--- The input Enclosed Below ---
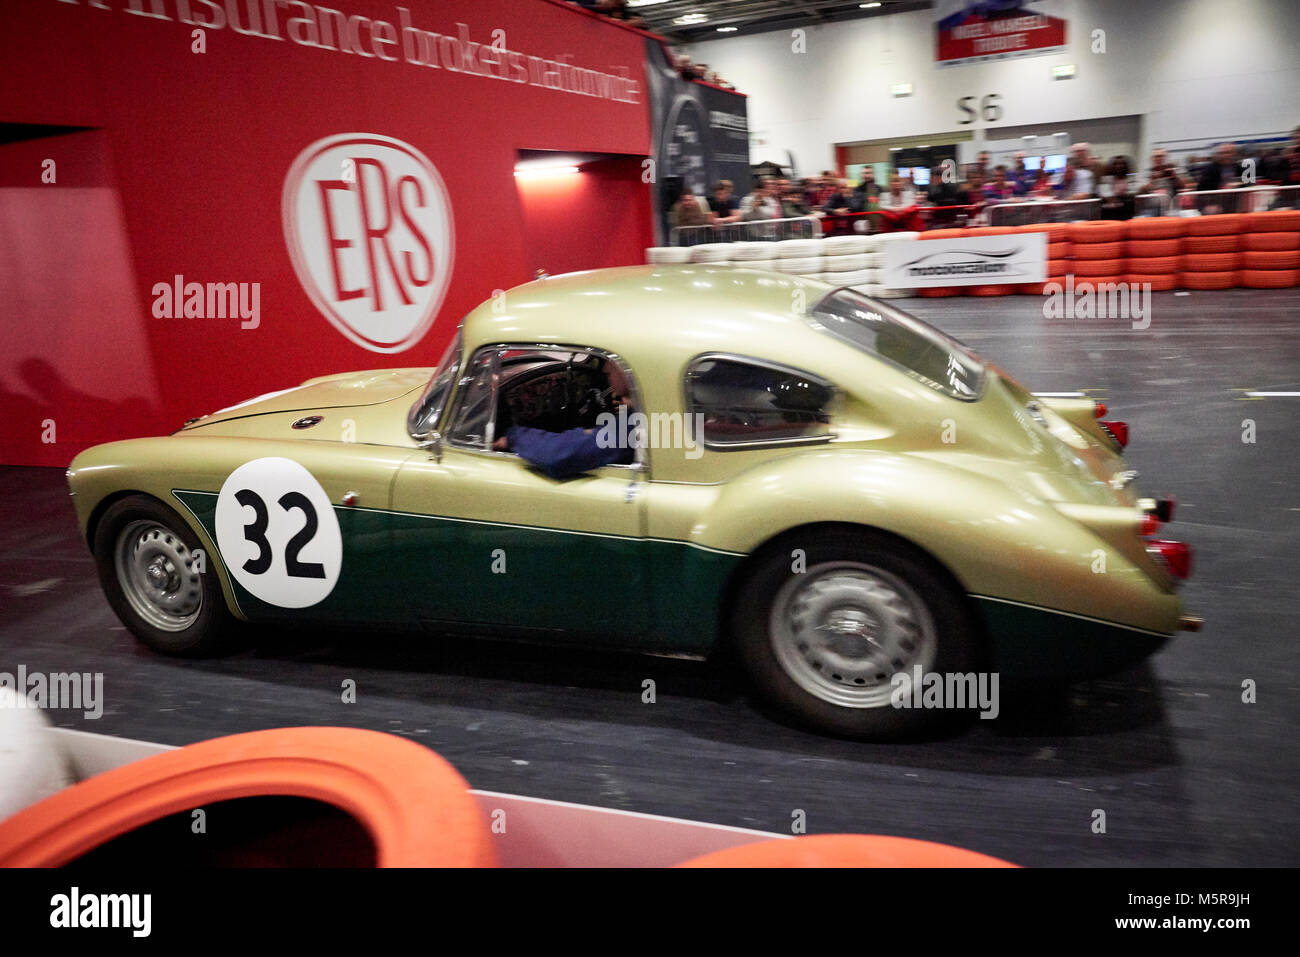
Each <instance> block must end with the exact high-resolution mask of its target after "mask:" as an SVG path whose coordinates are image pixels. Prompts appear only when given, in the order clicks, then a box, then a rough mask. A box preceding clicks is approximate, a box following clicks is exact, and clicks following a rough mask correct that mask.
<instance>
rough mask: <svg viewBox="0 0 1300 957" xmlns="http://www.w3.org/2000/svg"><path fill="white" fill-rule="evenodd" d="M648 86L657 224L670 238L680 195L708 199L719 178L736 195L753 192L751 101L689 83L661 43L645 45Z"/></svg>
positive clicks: (705, 83) (720, 88) (736, 93)
mask: <svg viewBox="0 0 1300 957" xmlns="http://www.w3.org/2000/svg"><path fill="white" fill-rule="evenodd" d="M646 82H647V88H649V99H650V124H651V135H653V137H654V156H655V165H656V173H655V181H656V182H658V183H659V189H658V190H655V196H656V208H655V212H656V216H655V220H656V222H658V226H659V229H660V230H663V233H662V237H663V238H666V237H667V235H668V225H667V218H668V211H669V209H671V208H672V204H673V203H676V202H677V199H679V198H680V196H681V194H682V191H686V192H694V194H695V195H697V196H707V195H710V192H711V191H712V186H714V183H716V182H718V181H719V179H731V181H732V183H733V192H735V195H736V196H744V195H746V194H748V192H749V191H750V190H751V187H753V177H751V174H750V166H749V113H748V100H746V99H745V96H744V95H741V94H737V92H732V91H729V90H723V88H722V87H715V86H710V85H707V83H697V82H694V81H689V79H685V78H684V77H682V75H681V74H680V73H677V70H676V68H675V66H673V65H672V64H671V62H669V61H668V55H667V52H666V51H664V48H663V44H662V43H659V42H658V40H646Z"/></svg>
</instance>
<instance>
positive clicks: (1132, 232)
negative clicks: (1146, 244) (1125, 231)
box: [1128, 216, 1187, 239]
mask: <svg viewBox="0 0 1300 957" xmlns="http://www.w3.org/2000/svg"><path fill="white" fill-rule="evenodd" d="M1184 235H1187V220H1186V218H1183V217H1180V216H1151V217H1145V218H1141V220H1128V238H1130V239H1178V238H1179V237H1184Z"/></svg>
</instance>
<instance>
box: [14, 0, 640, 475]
mask: <svg viewBox="0 0 1300 957" xmlns="http://www.w3.org/2000/svg"><path fill="white" fill-rule="evenodd" d="M98 1H99V3H101V4H103V7H107V8H110V9H100V8H98V7H94V5H90V3H66V1H65V0H27V1H25V3H13V1H10V0H6V1H5V3H3V4H0V62H4V64H5V69H4V72H3V75H0V124H43V125H69V126H86V127H91V130H92V131H91V133H79V134H72V135H61V137H51V138H45V139H35V140H26V142H22V143H13V144H9V146H5V147H0V252H3V255H4V259H3V260H0V329H3V334H4V339H5V350H4V358H3V360H0V399H3V400H4V408H3V412H0V415H3V421H0V442H3V445H0V462H4V463H10V464H14V463H21V464H64V463H66V462H68V460H70V459H72V458H73V455H74V454H75V452H77V451H79V450H81V449H82V447H86V446H87V445H91V443H94V442H98V441H107V439H112V438H121V437H130V436H138V434H151V433H157V432H159V430H170V429H173V428H177V426H179V424H181V423H182V421H183V420H185V419H187V417H190V416H195V415H200V413H204V412H208V411H212V410H214V408H218V407H221V406H226V404H231V403H234V402H238V400H240V399H243V398H247V397H250V395H253V394H257V393H261V391H266V390H272V389H281V387H286V386H290V385H295V384H296V382H299V381H302V380H304V378H308V377H311V376H318V374H324V373H329V372H337V371H346V369H361V368H376V367H391V365H426V364H430V363H433V361H434V360H435V359H437V355H438V352H439V350H441V347H442V346H443V345H445V342H446V341H447V339H448V338H450V335H451V332H452V330H454V328H455V325H456V321H458V320H459V317H460V316H463V315H464V313H465V312H468V311H469V309H471V308H472V307H473V306H476V304H477V303H478V302H481V300H482V299H485V298H487V296H489V295H490V294H491V291H493V290H494V289H502V287H510V286H511V285H515V283H517V282H523V281H526V280H528V278H530V277H532V273H533V270H534V268H536V267H537V264H538V261H539V260H546V261H545V263H542V264H543V265H546V267H547V268H549V269H550V270H551V272H552V273H554V272H559V270H560V269H567V268H577V267H591V265H612V264H629V263H640V261H641V260H642V248H643V246H646V244H649V243H647V237H649V229H650V211H649V187H647V186H643V185H641V183H640V178H638V174H640V157H641V156H645V155H646V153H649V150H650V133H649V107H647V103H646V91H645V68H643V57H645V48H643V43H645V40H643V38H642V36H640V35H637V34H634V33H632V31H627V30H621V29H619V27H615V26H611V25H608V23H604V22H602V21H599V20H597V18H593V17H588V16H584V14H581V13H577V12H575V10H571V9H567V8H564V7H562V5H556V4H551V3H543V0H437V1H435V3H434V1H433V0H393V3H386V1H383V0H331V3H330V4H328V7H330V8H334V9H339V10H342V12H343V13H344V14H347V16H350V17H365V18H368V20H367V21H360V20H355V21H352V22H354V25H356V30H357V33H356V36H357V42H359V43H360V49H361V53H364V52H370V53H372V56H369V57H365V56H363V55H360V53H344V52H342V51H338V49H322V48H317V47H307V46H300V44H299V43H295V42H294V40H291V39H287V34H289V23H287V17H289V16H290V10H294V9H298V8H292V7H287V5H283V4H281V5H278V7H277V9H278V10H279V17H281V22H279V23H278V34H279V35H281V39H269V38H265V36H256V35H243V34H240V33H237V31H235V30H234V29H233V26H231V23H229V22H227V23H226V25H225V26H222V27H221V29H217V27H214V26H209V27H208V29H207V30H205V31H204V42H205V48H207V52H203V53H196V52H192V46H194V43H195V42H194V39H192V31H194V30H195V29H196V26H192V25H188V23H183V22H179V21H178V20H177V16H178V8H177V0H98ZM250 3H251V0H220V1H214V3H207V4H203V3H199V0H191V3H190V4H187V8H188V9H192V13H191V18H200V17H209V18H212V17H214V16H216V14H214V13H213V10H221V14H222V18H224V20H229V12H230V10H234V12H235V13H237V14H238V18H239V23H240V26H244V27H247V13H248V4H250ZM273 7H274V5H273ZM399 7H404V8H407V9H408V10H409V17H411V21H412V22H413V25H416V26H417V27H421V29H422V30H426V31H434V33H438V34H443V35H451V36H455V35H456V34H458V33H460V27H459V26H458V25H464V27H465V30H467V33H468V38H469V40H471V42H472V43H482V44H489V43H491V42H493V40H494V31H497V30H502V31H504V36H503V39H502V40H500V43H502V44H503V46H504V47H506V48H507V49H508V51H513V52H517V53H524V55H532V56H537V57H545V59H551V60H558V59H560V57H562V56H567V62H569V64H572V65H576V66H581V68H586V69H590V70H599V72H602V73H607V74H619V73H623V74H625V75H627V77H629V78H630V79H632V81H634V85H636V86H634V87H632V88H624V91H623V96H624V99H627V100H634V101H619V100H616V99H611V98H610V96H608V95H601V96H589V95H578V94H575V92H569V91H563V90H555V88H546V87H545V86H533V85H532V83H530V82H524V83H519V82H513V79H497V78H493V77H487V75H469V74H468V73H465V72H464V69H465V60H464V59H463V55H464V52H465V49H468V48H465V47H461V44H460V43H459V39H458V40H443V42H442V43H441V47H439V48H441V49H442V52H443V55H445V56H446V57H447V59H445V60H442V66H441V68H439V69H432V68H429V66H422V65H416V64H412V62H408V61H406V60H404V59H403V56H404V48H403V46H402V43H400V40H399V42H398V43H396V44H395V46H383V44H378V46H376V44H373V43H368V40H369V39H370V35H369V33H368V29H367V23H368V22H369V21H382V22H386V23H391V25H393V26H394V33H395V30H396V29H398V27H399V25H400V21H399V17H400V13H399ZM131 8H135V9H139V10H143V12H146V13H151V12H153V10H159V12H160V13H161V14H162V16H165V17H169V18H168V20H162V18H155V17H151V16H136V14H134V13H131ZM316 9H320V8H316ZM298 29H299V36H300V38H302V36H307V34H305V33H302V31H303V30H304V29H305V27H303V26H302V25H299V26H298ZM263 30H264V31H266V33H269V29H268V27H266V25H263ZM377 30H378V35H380V36H381V38H382V36H383V27H377ZM342 43H343V40H339V39H338V38H334V46H342ZM376 51H383V52H387V53H389V55H395V56H396V57H398V60H396V61H385V60H382V59H380V57H377V56H374V55H373V53H374V52H376ZM487 60H489V61H487V62H485V61H484V60H482V59H481V57H480V59H478V60H477V61H473V62H474V66H473V68H472V69H478V70H484V72H497V73H503V74H506V75H510V77H515V78H517V75H519V73H517V70H512V69H511V64H510V61H508V60H506V59H504V56H502V57H500V62H493V55H489V57H487ZM516 62H517V61H516ZM454 68H455V69H454ZM525 68H526V64H525ZM568 82H569V83H572V82H573V81H572V78H569V81H568ZM588 88H589V90H590V88H594V87H588ZM606 92H607V91H606ZM346 133H365V134H377V135H378V137H385V138H393V139H396V140H400V142H402V143H403V144H408V146H409V147H412V148H413V150H415V151H419V152H420V153H422V155H424V156H425V157H428V160H429V161H430V163H432V165H433V166H434V168H435V169H437V173H438V176H439V177H441V181H442V182H443V183H445V186H446V195H447V202H448V204H450V215H451V218H452V220H454V228H452V230H451V234H452V238H454V251H452V250H447V251H446V255H439V256H437V257H435V261H433V263H432V270H430V269H429V265H430V259H434V257H430V256H428V250H424V248H421V247H420V244H419V241H417V237H416V234H415V230H412V231H408V233H406V234H402V233H400V230H399V229H398V225H396V224H398V222H399V217H400V215H402V209H400V200H398V202H395V203H394V205H393V207H391V208H390V209H389V211H387V217H389V218H387V220H386V218H385V217H383V215H382V213H376V212H374V211H373V209H372V213H370V215H372V217H377V218H373V220H372V222H370V225H373V226H380V225H383V226H391V228H393V237H398V238H396V239H394V242H395V246H394V248H393V250H391V255H394V256H395V261H396V263H399V264H400V263H404V264H406V267H407V268H408V270H409V276H415V274H419V273H426V272H428V273H429V274H430V276H435V277H437V278H435V280H434V281H433V285H438V282H441V280H442V277H443V276H446V277H447V278H448V282H447V285H446V293H445V298H443V299H442V304H441V307H439V308H438V309H437V311H435V315H434V319H433V324H432V328H429V329H428V330H426V332H425V333H424V334H422V335H420V337H417V338H416V341H413V342H411V343H408V345H407V346H406V347H404V348H403V350H402V351H395V352H394V351H390V352H380V351H372V350H369V348H365V347H363V346H360V345H357V343H356V342H354V341H352V339H350V338H348V337H347V335H344V334H343V333H342V332H341V330H339V328H337V325H335V324H333V322H331V321H329V320H328V319H326V315H325V311H324V309H322V302H325V300H330V299H331V298H337V296H335V293H337V290H335V289H333V286H330V283H317V286H318V289H316V290H313V293H315V295H313V294H312V293H309V290H308V285H304V281H303V280H302V278H300V276H299V270H295V265H294V255H292V252H291V246H292V241H291V238H290V235H289V233H290V231H289V230H287V229H286V225H285V220H283V218H282V209H281V203H282V195H283V192H285V185H286V177H287V176H289V170H290V168H291V166H292V165H294V163H295V160H296V159H298V157H299V156H300V155H302V153H303V152H304V151H305V150H307V147H309V146H311V144H313V143H316V142H317V140H321V139H324V138H328V137H333V135H337V134H346ZM357 148H359V150H363V152H357V153H356V156H357V157H359V160H363V159H364V156H367V155H368V153H364V148H365V147H357ZM520 148H529V150H569V151H588V152H608V153H625V155H630V157H632V159H630V160H624V161H611V163H608V164H601V165H602V166H608V168H607V169H599V170H595V172H591V173H588V174H584V176H582V183H584V185H582V187H581V189H580V191H578V192H580V195H578V196H577V198H576V199H573V200H572V202H564V203H555V202H552V200H554V199H555V198H554V196H551V198H547V196H546V195H543V194H545V191H541V192H534V191H530V190H526V189H525V192H524V195H525V196H526V199H525V200H521V199H520V195H521V194H520V191H519V190H516V183H515V177H513V165H515V160H516V155H517V150H520ZM47 159H51V160H55V163H56V170H57V178H56V182H53V183H45V182H42V172H43V166H42V164H43V161H44V160H47ZM630 165H634V166H636V169H637V177H636V178H633V177H629V176H628V173H629V168H630ZM357 169H359V166H357ZM399 173H400V170H396V169H390V173H389V176H390V177H391V178H393V179H394V182H395V179H396V178H398V174H399ZM322 178H324V177H321V176H317V177H316V179H317V181H321V179H322ZM339 178H341V179H342V174H341V176H339ZM368 182H369V183H370V186H369V187H368V189H370V187H373V189H374V190H376V191H377V192H378V187H377V186H376V185H377V183H378V179H370V181H368ZM393 185H394V183H390V186H393ZM317 186H318V182H309V183H307V185H305V186H304V189H305V190H307V195H308V198H309V199H311V200H312V202H316V198H317V192H316V191H315V190H316V187H317ZM394 189H395V186H394ZM348 190H352V191H354V192H355V190H356V187H355V186H343V185H338V186H335V187H333V191H330V190H329V189H326V190H322V191H321V194H320V195H324V196H326V198H328V199H326V200H324V202H326V203H334V205H335V209H342V208H344V207H346V208H348V209H351V208H352V207H351V205H348V204H350V203H351V198H352V196H354V192H348ZM426 192H432V190H425V189H424V187H422V186H409V189H407V191H406V192H404V194H400V195H404V198H406V200H404V202H406V203H408V204H412V205H424V204H435V202H437V200H435V198H433V196H432V195H425V194H426ZM380 195H391V196H399V194H398V192H390V194H382V192H381V194H380ZM417 200H419V202H417ZM339 204H343V205H339ZM565 211H567V212H565ZM356 215H357V216H359V215H360V213H356ZM420 215H424V213H422V212H421V213H420ZM334 228H335V239H338V241H339V242H342V243H344V246H342V247H339V250H341V251H339V252H338V255H339V257H341V259H339V261H341V263H343V268H342V273H341V276H342V281H341V286H339V287H341V289H343V290H344V291H346V289H347V287H348V286H352V287H357V286H363V285H364V281H363V280H364V277H365V274H367V260H365V256H364V255H363V248H365V247H367V246H368V244H367V243H365V242H364V237H363V235H360V234H354V235H347V225H346V224H343V225H341V224H339V222H335V224H334ZM320 230H321V234H320V235H308V237H307V238H304V241H303V242H304V244H308V246H312V244H313V243H315V246H312V248H316V250H317V254H320V255H325V252H328V251H324V250H325V247H324V244H322V243H324V242H325V241H324V239H322V237H325V235H328V230H326V228H325V226H324V225H320ZM402 237H404V239H403V238H402ZM403 242H404V243H406V246H404V248H403V247H402V243H403ZM346 243H351V244H350V246H346ZM317 247H318V248H317ZM374 248H378V252H376V254H374V259H376V260H377V261H380V267H378V268H380V269H381V270H382V269H383V264H382V257H381V254H382V252H383V251H385V250H383V247H382V246H380V247H372V251H373V250H374ZM322 251H324V252H322ZM403 256H407V259H404V260H403ZM175 274H182V276H185V277H186V281H198V282H204V283H207V282H243V283H253V282H256V283H260V324H259V325H257V328H256V329H242V328H240V322H239V320H238V319H205V317H204V319H200V317H191V319H185V317H181V319H165V317H156V316H155V312H153V306H155V303H156V300H157V296H156V294H155V291H153V290H155V285H156V283H170V282H172V281H173V277H174V276H175ZM408 278H409V277H408ZM381 283H382V280H381ZM372 285H373V283H372ZM367 302H369V303H370V306H372V307H373V299H370V298H369V296H363V298H360V299H354V300H351V302H350V303H348V304H347V306H348V308H354V309H355V308H361V307H363V303H367ZM393 303H394V295H393V294H391V290H390V294H389V295H387V299H386V300H385V302H383V303H382V306H383V309H387V308H393ZM325 304H326V306H329V304H330V303H329V302H325ZM383 309H380V312H383ZM372 312H373V308H372ZM382 317H383V316H381V319H382ZM47 419H53V420H55V423H56V428H57V432H56V434H57V441H55V442H53V443H48V442H42V441H40V437H42V432H43V426H42V423H44V420H47Z"/></svg>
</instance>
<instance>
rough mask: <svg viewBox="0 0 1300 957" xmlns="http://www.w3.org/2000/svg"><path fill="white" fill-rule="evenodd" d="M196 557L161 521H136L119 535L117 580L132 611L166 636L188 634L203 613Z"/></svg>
mask: <svg viewBox="0 0 1300 957" xmlns="http://www.w3.org/2000/svg"><path fill="white" fill-rule="evenodd" d="M194 560H195V559H194V553H191V551H190V549H188V547H187V546H186V544H185V542H183V541H181V536H178V534H177V533H175V532H173V531H172V529H169V528H166V527H165V525H160V524H159V523H156V521H131V523H129V524H127V525H126V527H125V528H123V529H122V531H121V532H118V533H117V547H116V550H114V562H113V563H114V566H116V567H117V581H118V584H120V585H121V586H122V593H123V594H125V596H126V601H127V602H129V603H130V606H131V609H133V610H134V611H135V614H136V615H139V616H140V618H142V619H144V620H146V622H148V623H149V624H151V625H153V627H155V628H157V629H160V631H164V632H183V631H185V629H186V628H188V627H190V625H191V624H194V622H195V620H196V619H198V618H199V611H201V610H203V580H201V579H200V576H199V573H198V572H196V571H195V570H194Z"/></svg>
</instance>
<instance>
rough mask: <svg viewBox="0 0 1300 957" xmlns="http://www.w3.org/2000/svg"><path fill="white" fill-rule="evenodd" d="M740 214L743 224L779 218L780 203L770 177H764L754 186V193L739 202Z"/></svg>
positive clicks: (756, 183)
mask: <svg viewBox="0 0 1300 957" xmlns="http://www.w3.org/2000/svg"><path fill="white" fill-rule="evenodd" d="M740 212H741V218H742V220H745V222H754V221H755V220H779V218H781V202H780V199H779V198H777V196H776V191H775V189H774V186H772V179H771V177H764V178H762V179H759V181H758V183H755V185H754V191H753V192H750V194H749V195H748V196H745V199H744V200H741V204H740Z"/></svg>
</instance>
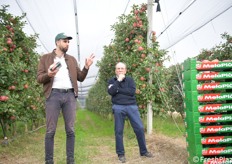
--- End of Enclosed The input ---
**Action item:** The required output is a copy of each line in the records where the string "positive" occurs.

**Solution to this exercise:**
positive clicks: (705, 83) (720, 88) (736, 93)
positive clicks: (1132, 232)
positive clicks: (756, 183)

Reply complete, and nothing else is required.